Dax-las sur Landes : démission du Président de l'US Dax après 8 semaines de chaos et une AG agitée
Huit semaines de chaos à l’US Dax (Pro D2) : gouvernance ingouvernable, budget fictif, tension avec l’A2R, sanction de 12 points, actionnaires sous pression. Dans les Landes, le rugby pro ressemble soudain à une entreprise en crise.

US Dax « Ton univers impitoyable » n’aura jamais aussi bien exprimé un contexte que celui vécu dans la petite ville thermale de Dax. Plongée dans huit semaines de rebondissements, au moment même où s’ouvre, au stade Maurice-Boyau, l’Assemblée Générale des actionnaires de l’US Dax, club de Pro D2 secoué par une crise de gouvernance sans précédent.
Spoiler.
Le président, Benjamin Gufflet, désavoué en début d’après-midi par ses actionnaires, va démissionner en séance. Son communiqué de presse explique :
« Mes activités professionnelles et mes problématiques personnelles actuelles m’ont trop souvent empêché d’être plus présent et plus vigilant dans la gestion quotidienne du Club. Ce qui fait clairement défaut aujourd’hui. Je m’en excuse. »
À moins que… Reprenons depuis le début.
Octobre 2025 : premières fissures dans la gouvernance de l’US Dax
Octobre 2025. Benjamin Gufflet, le président du club US Dax, fait entrer au Conseil d’administration deux administrateurs indépendants. Une première dans l’histoire d’un club qui, jusqu’ici, accueillait essentiellement des actionnaires-investisseurs locaux.
La raison est simple : une fronde des actionnaires contre la gestion du club. Elle aboutit à la démission de trois membres du board, après un avertissement du gendarme du rugby professionnel et une pénalité de cinq points au classement.
Déstabilisée, cette PME d’une cinquantaine de salariés, dont près de trente joueurs professionnels, affichant environ 7 M€ de chiffre d’affaires, est désormais surveillée comme le lait sur le feu par l’A2R.
Une gouvernance locale devenue ingouvernable
Mais à bien y regarder, la crise est plus profonde. Une ribambelle d’actionnaires minoritaires, tous guidés par un amour sincère de leur club, le plaisir des matchs du vendredi et la fierté d’une ville de 25 000 habitants. Beaucoup moins par la lucidité attendue d’actionnaires responsables.
Résultat : un président minoritaire qui tente de composer avec des courants locaux. Une gouvernance devenue, de fait, ingouvernable.
La structure de l'US Dax elle-même est bancale. Un directeur général qui n’est qu’un consultant. Des administrateurs qui ne se parlent presque pas. Une équipe sportive braquée contre un président absent, un « DG » tout aussi évanescent, et des actionnaires locaux inquiets qui viennent exprimer leur anxiété dans des locaux ouverts à tous les vents… et à toutes les rumeurs.
Administrateurs indépendants : découverte d’une gestion hors de contrôle
Les deux professionnels nommés administrateurs vont rapidement prendre la mesure du malaise. La gestion est calamiteuse. Les chiffres sont hors de contrôle. Et surtout, les relations avec l’A2R sont extrêmement tendues.
========
◆ TÂCHES À RÉALISER
a. Répondez à ces questions sur l'article consacré à la crise de l'US Dax :
(i) Combien d'administrateurs indépendants Benjamin Gufflet fait-il entrer au Conseil d'administration en octobre 2025 ?
(ii) Combien d'habitants compte la ville de Dax ?
(iii) Quel est le chiffre d'affaires approximatif du club ?
b. Veuillez poursuivre l'article sur la crise de l'US Dax à partir de sa dernière phrase.

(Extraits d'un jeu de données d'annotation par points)
========
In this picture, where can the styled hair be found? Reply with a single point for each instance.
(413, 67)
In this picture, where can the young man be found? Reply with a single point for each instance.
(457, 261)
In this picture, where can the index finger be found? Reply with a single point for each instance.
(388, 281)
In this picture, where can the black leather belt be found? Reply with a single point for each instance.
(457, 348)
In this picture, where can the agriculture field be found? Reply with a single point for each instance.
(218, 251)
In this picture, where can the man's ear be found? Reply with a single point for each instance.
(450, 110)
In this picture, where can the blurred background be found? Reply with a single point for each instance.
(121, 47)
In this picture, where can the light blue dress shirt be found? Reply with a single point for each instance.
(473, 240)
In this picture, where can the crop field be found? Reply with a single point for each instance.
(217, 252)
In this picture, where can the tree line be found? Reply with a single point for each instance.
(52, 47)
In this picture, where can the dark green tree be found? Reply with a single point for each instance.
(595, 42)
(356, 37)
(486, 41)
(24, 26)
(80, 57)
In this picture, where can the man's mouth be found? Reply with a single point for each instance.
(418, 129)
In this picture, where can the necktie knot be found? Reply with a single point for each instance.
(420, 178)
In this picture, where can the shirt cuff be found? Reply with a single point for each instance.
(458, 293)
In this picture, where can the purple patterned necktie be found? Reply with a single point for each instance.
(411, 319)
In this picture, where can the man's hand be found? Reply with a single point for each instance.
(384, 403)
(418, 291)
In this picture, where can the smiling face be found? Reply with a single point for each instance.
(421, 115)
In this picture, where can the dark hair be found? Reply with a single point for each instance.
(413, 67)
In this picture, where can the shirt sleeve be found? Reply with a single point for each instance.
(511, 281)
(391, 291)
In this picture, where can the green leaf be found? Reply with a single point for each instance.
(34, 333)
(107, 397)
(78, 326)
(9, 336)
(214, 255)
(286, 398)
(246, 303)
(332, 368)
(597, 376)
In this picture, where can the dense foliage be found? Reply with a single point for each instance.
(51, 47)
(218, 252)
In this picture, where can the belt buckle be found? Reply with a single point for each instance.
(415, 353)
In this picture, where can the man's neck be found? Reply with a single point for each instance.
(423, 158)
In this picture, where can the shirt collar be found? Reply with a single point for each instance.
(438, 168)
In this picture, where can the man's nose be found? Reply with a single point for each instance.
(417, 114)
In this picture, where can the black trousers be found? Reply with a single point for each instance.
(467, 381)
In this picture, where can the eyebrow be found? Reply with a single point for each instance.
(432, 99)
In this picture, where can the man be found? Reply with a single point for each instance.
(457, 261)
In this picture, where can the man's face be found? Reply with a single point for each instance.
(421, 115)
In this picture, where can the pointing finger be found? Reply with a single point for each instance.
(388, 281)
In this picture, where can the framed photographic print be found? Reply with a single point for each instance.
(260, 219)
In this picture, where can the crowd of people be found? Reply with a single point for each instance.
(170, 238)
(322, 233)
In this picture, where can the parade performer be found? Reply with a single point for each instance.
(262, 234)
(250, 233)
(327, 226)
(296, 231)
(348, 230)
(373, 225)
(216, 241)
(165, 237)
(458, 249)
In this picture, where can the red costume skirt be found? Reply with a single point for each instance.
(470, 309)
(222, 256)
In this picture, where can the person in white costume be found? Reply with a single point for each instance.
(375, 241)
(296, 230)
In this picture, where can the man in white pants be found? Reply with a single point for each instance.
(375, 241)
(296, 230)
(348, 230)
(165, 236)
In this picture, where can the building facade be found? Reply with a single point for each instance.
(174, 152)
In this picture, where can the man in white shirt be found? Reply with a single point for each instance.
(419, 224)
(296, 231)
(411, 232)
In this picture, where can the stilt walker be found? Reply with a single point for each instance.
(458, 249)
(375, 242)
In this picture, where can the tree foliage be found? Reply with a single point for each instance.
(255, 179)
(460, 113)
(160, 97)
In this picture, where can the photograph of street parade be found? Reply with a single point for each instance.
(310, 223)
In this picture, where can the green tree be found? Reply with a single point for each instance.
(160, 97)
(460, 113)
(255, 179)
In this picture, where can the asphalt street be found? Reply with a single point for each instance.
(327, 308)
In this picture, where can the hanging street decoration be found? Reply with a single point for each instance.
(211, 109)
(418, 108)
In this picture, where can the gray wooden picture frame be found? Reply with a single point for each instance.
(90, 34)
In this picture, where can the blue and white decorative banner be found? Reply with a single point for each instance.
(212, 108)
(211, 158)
========
◆ RÉPONSES ATTENDUES
a.
(i) Deux.
(ii) 25 000.
(iii) Environ 7 M€.

b.
Pour cause : le « DG » a bricolé un budget largement fictif. La commission de discipline réclame, une fois encore, des explications au club.
Novembre 2025 : archéologie comptable et projet « US Dax 2030 »
Alors que la convocation devant la commission de discipline approche, la nouvelle directrice administrative et financière découvre l’étendue des dégâts. Elle travaille d’arrache-pied avec l’un des auditeurs mandatés par un potentiel nouvel investisseur pour tenter de bâtir un dossier solide.
L’archéologie comptable démarre. Un expert-comptable anesthésié. Un commissaire aux comptes qui commence à s’inquiéter sérieusement pour la survie du club.
Parallèlement, les équipes tentent de bâtir un nouveau projet pour redonner de l’élan. Ce sera « US Dax 2030 » : un club à mission, avec des comptes équilibrés. Le passage assumé d’une association d’amateurs à une gestion professionnelle.
Philippe Jacquemain, parrain local emblématique, adoube l’idée. Mais ne peut s’empêcher de téléguider maladroitement un administrateur pour demander aux nouveaux entrants de « passer à la caisse ». Fin de non-recevoir. On est passé du mécénat à l’investissement. Et cela suppose de la rigueur.
9 décembre 2025 : audition devant la commission de discipline
Le 9 décembre 2025 à 14h, le président Gufflet se présente devant la commission de discipline. À ses côtés : son commissaire aux comptes, son expert-comptable, la nouvelle DAF et un administrateur. Un seul sur les cinq aura eu le courage d’y aller.
Deux heures trente de salves plus tard, Gufflet est littéralement passé à la sulfateuse, version inquisition. Les dizaines d’heures de travail, de justifications approximatives et d’audits n’y changeront rien.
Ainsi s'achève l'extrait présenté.